### Directive
Rewrite the items from the line with "Put a dot on every instance of the blue canopy" through the end, putting "tree stump" in place of "tree trunk" and leaving everything else as it is.

### Available data
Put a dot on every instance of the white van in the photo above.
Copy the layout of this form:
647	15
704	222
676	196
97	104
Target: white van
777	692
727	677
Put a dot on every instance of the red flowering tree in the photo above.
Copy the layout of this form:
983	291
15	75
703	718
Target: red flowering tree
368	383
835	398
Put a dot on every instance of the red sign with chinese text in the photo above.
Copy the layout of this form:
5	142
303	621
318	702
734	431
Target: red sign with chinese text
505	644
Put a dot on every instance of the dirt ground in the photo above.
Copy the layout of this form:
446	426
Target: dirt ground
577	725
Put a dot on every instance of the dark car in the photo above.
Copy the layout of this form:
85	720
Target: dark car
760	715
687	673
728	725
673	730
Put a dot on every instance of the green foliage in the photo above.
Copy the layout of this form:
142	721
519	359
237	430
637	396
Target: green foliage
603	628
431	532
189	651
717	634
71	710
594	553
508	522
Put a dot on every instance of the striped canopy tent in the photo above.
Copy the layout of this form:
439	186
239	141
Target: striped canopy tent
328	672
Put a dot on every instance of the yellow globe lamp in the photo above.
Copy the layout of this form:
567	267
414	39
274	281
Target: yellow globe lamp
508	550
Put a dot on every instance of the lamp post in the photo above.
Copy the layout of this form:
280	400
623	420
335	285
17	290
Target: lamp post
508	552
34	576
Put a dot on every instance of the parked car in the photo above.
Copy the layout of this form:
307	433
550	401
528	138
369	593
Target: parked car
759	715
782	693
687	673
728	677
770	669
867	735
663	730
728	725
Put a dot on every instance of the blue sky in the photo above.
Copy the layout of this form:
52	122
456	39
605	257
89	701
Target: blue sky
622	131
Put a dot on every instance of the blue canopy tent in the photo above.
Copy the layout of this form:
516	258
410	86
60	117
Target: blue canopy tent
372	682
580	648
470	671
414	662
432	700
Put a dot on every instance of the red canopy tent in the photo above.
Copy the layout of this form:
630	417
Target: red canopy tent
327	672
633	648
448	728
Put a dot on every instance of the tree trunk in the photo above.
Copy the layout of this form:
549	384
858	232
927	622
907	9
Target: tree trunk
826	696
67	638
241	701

### The reply
Put a dot on every instance of the blue canopy tent in the photo above.
Copy the layout of this form:
516	258
410	86
60	117
Target: blue canopy tent
372	682
580	648
470	671
414	662
432	700
Put a dot on every instance of the red canopy tent in the photo above.
Copy the layout of this form:
630	417
Target: red canopy tent
327	672
633	648
448	728
Put a dot on every instance of the tree stump in the photo above.
Copy the layout of this form:
549	384
858	232
927	622
907	9
Target: tree stump
826	696
67	638
241	701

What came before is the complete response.